--- START OF Document extract ---
[PATCH] D49016: [llvm-objdump] Add dynamic section printing to private-headers option

Mon Jul 16 03:53:09 PDT 2018

jhenderson added a comment.

In https://reviews.llvm.org/D49016#1163205, @paulsemel wrote:

> Little follow-up. I'm pretty sure it would require changes to `yaml2obj` to get this test written in yaml format.
>  Why not creating my own binary for the moment, and wait for someone (me if I have time ?) to implement this feature ?

I think this would be a reasonable way forward.

I'm still concerned by the amount of duplication between llvm-readobj's handling of this and llvm-objdump's. My impression is that only the printing and error handling sections should be distinct. The methods for looking up values etc should be in libObject.

I'm out of time now, so haven't looked at everything yet, but hopefully this will help you continue moving.

================
Comment at: include/llvm/Object/ELF.h:459
+
+  for (auto &Phdr : *ProgramHeadersOrError) {
+    if (Phdr.p_type == ELF::PT_DYNAMIC) {
----------------
Too much auto. Please use the explicit type here.
--- END OF Document extract ---
--- START OF Recorded information ---
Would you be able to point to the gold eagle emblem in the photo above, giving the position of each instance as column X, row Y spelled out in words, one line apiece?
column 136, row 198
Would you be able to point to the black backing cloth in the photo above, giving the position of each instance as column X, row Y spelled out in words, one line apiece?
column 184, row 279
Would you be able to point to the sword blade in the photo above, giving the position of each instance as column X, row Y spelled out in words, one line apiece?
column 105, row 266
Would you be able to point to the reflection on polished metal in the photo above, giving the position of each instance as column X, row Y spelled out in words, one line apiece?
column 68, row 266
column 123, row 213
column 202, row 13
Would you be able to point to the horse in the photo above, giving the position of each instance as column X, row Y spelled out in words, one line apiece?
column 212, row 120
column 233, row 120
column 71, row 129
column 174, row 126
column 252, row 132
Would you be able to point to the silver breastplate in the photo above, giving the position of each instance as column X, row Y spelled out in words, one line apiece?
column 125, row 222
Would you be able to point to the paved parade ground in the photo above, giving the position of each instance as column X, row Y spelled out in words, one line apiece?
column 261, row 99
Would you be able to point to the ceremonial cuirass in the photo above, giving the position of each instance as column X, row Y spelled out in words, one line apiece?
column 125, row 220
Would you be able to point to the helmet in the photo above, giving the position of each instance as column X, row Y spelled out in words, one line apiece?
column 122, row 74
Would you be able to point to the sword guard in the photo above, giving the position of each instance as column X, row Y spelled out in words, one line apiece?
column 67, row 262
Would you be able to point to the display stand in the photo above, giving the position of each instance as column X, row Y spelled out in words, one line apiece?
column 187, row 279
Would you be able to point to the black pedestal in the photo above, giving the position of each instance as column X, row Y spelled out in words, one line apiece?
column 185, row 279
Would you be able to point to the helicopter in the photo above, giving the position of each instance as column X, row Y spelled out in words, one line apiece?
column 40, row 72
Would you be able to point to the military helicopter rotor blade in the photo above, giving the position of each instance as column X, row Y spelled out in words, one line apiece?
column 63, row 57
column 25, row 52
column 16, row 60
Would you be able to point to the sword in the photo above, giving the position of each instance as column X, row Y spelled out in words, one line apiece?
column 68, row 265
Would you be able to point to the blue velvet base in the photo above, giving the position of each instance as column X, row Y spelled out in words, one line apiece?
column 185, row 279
--- END OF Recorded information ---
Goal 1:
Answer these questions about the code review thread:
(a) Which tool would likely need changes for the test to be written in yaml format?
(b) Where should the methods for looking up values be placed?
(c) What does the inline comment ask the author to use instead of auto?
Goal 2: Update the code review thread from "Mon Jul 16 03:53:09" to "be in libObject.", replacing "duplication" with "overlap".
Goal 3:
State whether each statement agrees with the code review thread:
(a) The reviewer considered creating a custom binary for the time being an acceptable approach.
(b) The reviewer held that the printing and error handling should be shared between llvm-readobj and llvm-objdump.
(c) The reviewer had examined every part of the change before commenting.
The material was drawn from a different source than the code review thread.

Written response 1:
(a) `yaml2obj`
(b) In libObject
(c) The explicit type

Written response 2:
Mon Jul 16 03:53:09 PDT 2018

jhenderson added a comment.

In https://reviews.llvm.org/D49016#1163205, @paulsemel wrote:

> Little follow-up. I'm pretty sure it would require changes to `yaml2obj` to get this test written in yaml format.
>  Why not creating my own binary for the moment, and wait for someone (me if I have time ?) to implement this feature ?

I think this would be a reasonable way forward.

I'm still concerned by the amount of overlap between llvm-readobj's handling of this and llvm-objdump's. My impression is that only the printing and error handling sections should be distinct. The methods for looking up values etc should be in libObject.

Written response 3:
(a) Yes: "I think this would be a reasonable way forward."
(b) No: "My impression is that only the printing and error handling sections should be distinct."
(c) No: "I'm out of time now, so haven't looked at everything yet"